**PROBLEMS TO WORK ON:**
1. Answer these questions using the article on Philips selling its lighting unit.
(a) How much will the buyers pay Philips for the 80.1 percent stake?
(b) In what year was Philips founded?
(c) Which company did Siemens AG spin off in mid-2013?
2. In the article on Philips selling its lighting unit, rewrite the stretch from "The buyers led" through "Oak Investment Partners.", changing "consortium" to "group".

**DOCUMENT EXCERPT:**
- - -

Philips to Sell Lighting Unit to Investors for $2.8 Billion
(Bloomberg) — Royal Philips NV agreed to sell a majority stake in its Lumileds lighting components unit to a group of investors as Chief Executive Officer Frans van Houten focuses the Dutch company on the consumer health-care market.
The buyers led by GO Scale Capital beat a rival consortium consisting of KKR & Co. and CVC Capital Partners and will pay Philips $2.8 billion for the 80.1 percent stake. GO Scale is a fund sponsored by GSR Ventures, which has offices in Beijing, Hong Kong and Silicon Valley, and Oak Investment Partners.
“It’s a good deal for Philips,” said ING Bank analyst Robin van den Broek. The winning bid was higher than expected as analysts valued the whole asset at about $2.7 billion, he said.
The sale marks a turning point for Philips, which has sold lighting products since its founding in 1891. The separation of the unit, the world’s biggest maker of lamps and bulbs, mirrors Munich-based Siemens AG’s move in mid-2013 to spin off Osram Licht AG as an industrywide shift toward more-efficient light-emitting diodes intensified competition.
GO Scale Capital said in an e-mailed statement today the purchased business will benefit from the cooperation with its other lighting assets and allow to expand its automotive LED business. The fund’s other investments include Boston Power, a U.S.-based manufacturer of electric vehicle batteries, and Chinese company Xin Da Yang.

- - -

(Items from a dataset)

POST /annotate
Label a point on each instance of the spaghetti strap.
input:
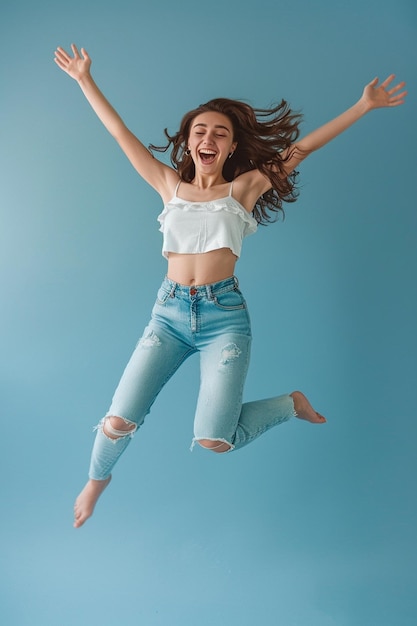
(176, 188)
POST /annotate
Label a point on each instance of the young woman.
(232, 166)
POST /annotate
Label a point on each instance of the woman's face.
(211, 141)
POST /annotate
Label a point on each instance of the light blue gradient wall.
(308, 526)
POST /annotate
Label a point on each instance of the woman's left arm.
(374, 97)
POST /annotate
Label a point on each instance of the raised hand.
(376, 96)
(75, 66)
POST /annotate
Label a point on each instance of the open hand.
(383, 95)
(75, 66)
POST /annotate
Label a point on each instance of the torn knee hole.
(214, 445)
(117, 427)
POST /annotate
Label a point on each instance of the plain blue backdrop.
(308, 526)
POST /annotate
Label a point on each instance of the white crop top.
(196, 227)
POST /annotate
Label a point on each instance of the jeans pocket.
(230, 300)
(162, 296)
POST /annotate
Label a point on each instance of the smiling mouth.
(207, 156)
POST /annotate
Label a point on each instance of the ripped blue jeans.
(212, 320)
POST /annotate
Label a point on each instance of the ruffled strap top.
(198, 227)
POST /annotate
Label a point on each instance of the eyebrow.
(215, 126)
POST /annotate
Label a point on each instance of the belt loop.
(173, 288)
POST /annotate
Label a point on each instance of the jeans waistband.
(205, 291)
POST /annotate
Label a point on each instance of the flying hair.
(261, 135)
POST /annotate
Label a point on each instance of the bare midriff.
(201, 269)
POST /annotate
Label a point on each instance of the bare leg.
(86, 501)
(304, 409)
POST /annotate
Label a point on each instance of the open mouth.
(207, 156)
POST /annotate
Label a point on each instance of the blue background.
(308, 526)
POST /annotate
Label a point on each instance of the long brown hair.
(261, 136)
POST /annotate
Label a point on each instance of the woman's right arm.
(159, 176)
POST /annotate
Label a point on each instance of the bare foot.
(304, 409)
(86, 501)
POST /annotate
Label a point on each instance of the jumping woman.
(232, 168)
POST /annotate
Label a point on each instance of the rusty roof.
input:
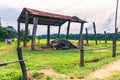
(46, 18)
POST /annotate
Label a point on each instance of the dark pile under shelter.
(36, 17)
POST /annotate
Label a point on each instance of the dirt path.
(107, 70)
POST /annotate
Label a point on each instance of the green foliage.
(114, 76)
(7, 32)
(61, 61)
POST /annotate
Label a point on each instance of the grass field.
(61, 61)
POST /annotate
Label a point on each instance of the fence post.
(105, 37)
(114, 48)
(22, 64)
(95, 35)
(87, 35)
(81, 52)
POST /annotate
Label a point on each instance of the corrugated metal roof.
(47, 14)
(46, 18)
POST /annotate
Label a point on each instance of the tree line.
(10, 32)
(109, 36)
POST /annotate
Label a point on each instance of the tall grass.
(61, 61)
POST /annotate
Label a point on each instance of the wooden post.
(68, 29)
(105, 37)
(95, 35)
(48, 35)
(22, 64)
(26, 29)
(35, 21)
(18, 28)
(114, 48)
(81, 30)
(81, 52)
(59, 32)
(116, 33)
(87, 35)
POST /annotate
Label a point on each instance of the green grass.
(61, 61)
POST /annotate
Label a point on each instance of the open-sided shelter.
(36, 17)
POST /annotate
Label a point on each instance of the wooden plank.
(26, 30)
(68, 29)
(35, 21)
(18, 28)
(80, 36)
(87, 35)
(95, 35)
(105, 37)
(48, 35)
(59, 32)
(114, 48)
(81, 52)
(22, 64)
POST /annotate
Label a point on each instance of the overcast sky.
(100, 11)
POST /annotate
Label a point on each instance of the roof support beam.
(68, 28)
(80, 37)
(26, 29)
(18, 28)
(58, 36)
(35, 22)
(48, 35)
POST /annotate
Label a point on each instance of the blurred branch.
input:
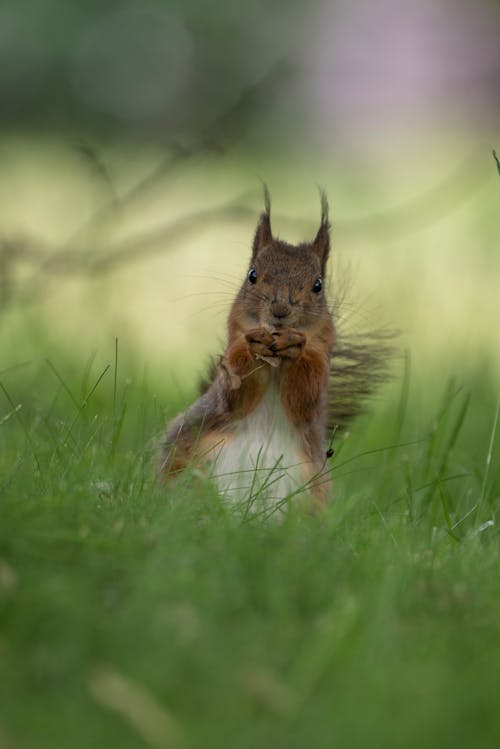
(97, 259)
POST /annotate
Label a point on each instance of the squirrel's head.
(285, 283)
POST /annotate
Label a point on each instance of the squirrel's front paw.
(259, 342)
(288, 343)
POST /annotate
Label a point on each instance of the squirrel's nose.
(279, 309)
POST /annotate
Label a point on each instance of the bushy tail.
(360, 363)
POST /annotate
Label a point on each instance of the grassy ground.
(135, 616)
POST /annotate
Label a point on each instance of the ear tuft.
(263, 233)
(321, 243)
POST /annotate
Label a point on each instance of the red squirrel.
(260, 429)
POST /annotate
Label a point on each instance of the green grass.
(138, 616)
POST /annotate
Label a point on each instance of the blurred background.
(134, 138)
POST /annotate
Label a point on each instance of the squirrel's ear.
(321, 242)
(263, 233)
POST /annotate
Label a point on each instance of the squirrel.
(260, 428)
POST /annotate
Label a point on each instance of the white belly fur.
(262, 462)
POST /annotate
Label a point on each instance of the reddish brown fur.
(279, 331)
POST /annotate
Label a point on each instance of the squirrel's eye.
(252, 275)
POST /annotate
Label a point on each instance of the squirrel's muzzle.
(280, 310)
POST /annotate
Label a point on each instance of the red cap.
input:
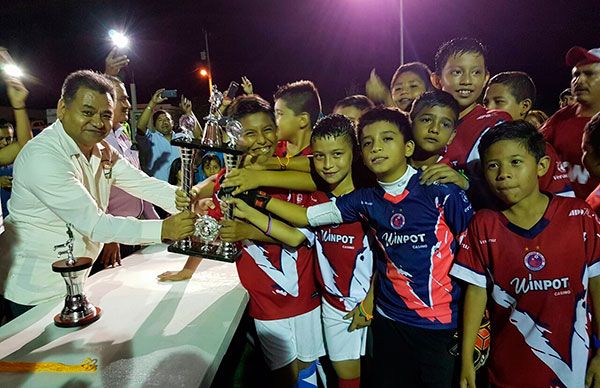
(578, 56)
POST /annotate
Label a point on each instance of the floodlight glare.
(119, 39)
(13, 70)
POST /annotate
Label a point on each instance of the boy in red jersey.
(538, 283)
(564, 129)
(514, 93)
(344, 251)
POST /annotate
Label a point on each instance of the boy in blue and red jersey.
(538, 283)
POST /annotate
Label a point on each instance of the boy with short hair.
(538, 282)
(591, 157)
(460, 69)
(514, 93)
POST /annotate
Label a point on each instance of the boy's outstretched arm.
(592, 376)
(474, 307)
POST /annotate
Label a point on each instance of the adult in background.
(63, 176)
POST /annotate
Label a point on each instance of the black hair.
(565, 93)
(520, 131)
(357, 101)
(246, 105)
(434, 98)
(391, 115)
(339, 126)
(457, 46)
(419, 68)
(520, 84)
(592, 130)
(156, 114)
(87, 79)
(300, 97)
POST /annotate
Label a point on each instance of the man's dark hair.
(520, 84)
(520, 131)
(565, 93)
(357, 101)
(457, 46)
(419, 68)
(87, 79)
(301, 96)
(156, 114)
(592, 130)
(434, 98)
(246, 105)
(391, 115)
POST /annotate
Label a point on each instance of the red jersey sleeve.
(472, 260)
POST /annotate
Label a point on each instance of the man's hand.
(243, 179)
(247, 86)
(178, 226)
(6, 182)
(358, 320)
(17, 93)
(110, 255)
(592, 376)
(175, 276)
(376, 89)
(233, 230)
(443, 173)
(186, 106)
(115, 62)
(467, 376)
(157, 98)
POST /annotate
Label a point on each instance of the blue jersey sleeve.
(458, 210)
(353, 205)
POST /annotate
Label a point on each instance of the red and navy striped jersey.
(538, 279)
(345, 261)
(418, 232)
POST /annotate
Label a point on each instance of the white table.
(150, 333)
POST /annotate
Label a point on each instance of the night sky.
(334, 43)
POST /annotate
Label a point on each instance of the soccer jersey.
(345, 261)
(564, 130)
(280, 280)
(417, 230)
(539, 282)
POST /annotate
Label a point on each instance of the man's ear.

- - -

**RESULTS FOR THE EXERCISE:**
1.
(a) $2.8 billion
(b) 1891
(c) Osram Licht AG

2.
The buyers led by GO Scale Capital beat a rival group consisting of KKR & Co. and CVC Capital Partners and will pay Philips $2.8 billion for the 80.1 percent stake. GO Scale is a fund sponsored by GSR Ventures, which has offices in Beijing, Hong Kong and Silicon Valley, and Oak Investment Partners.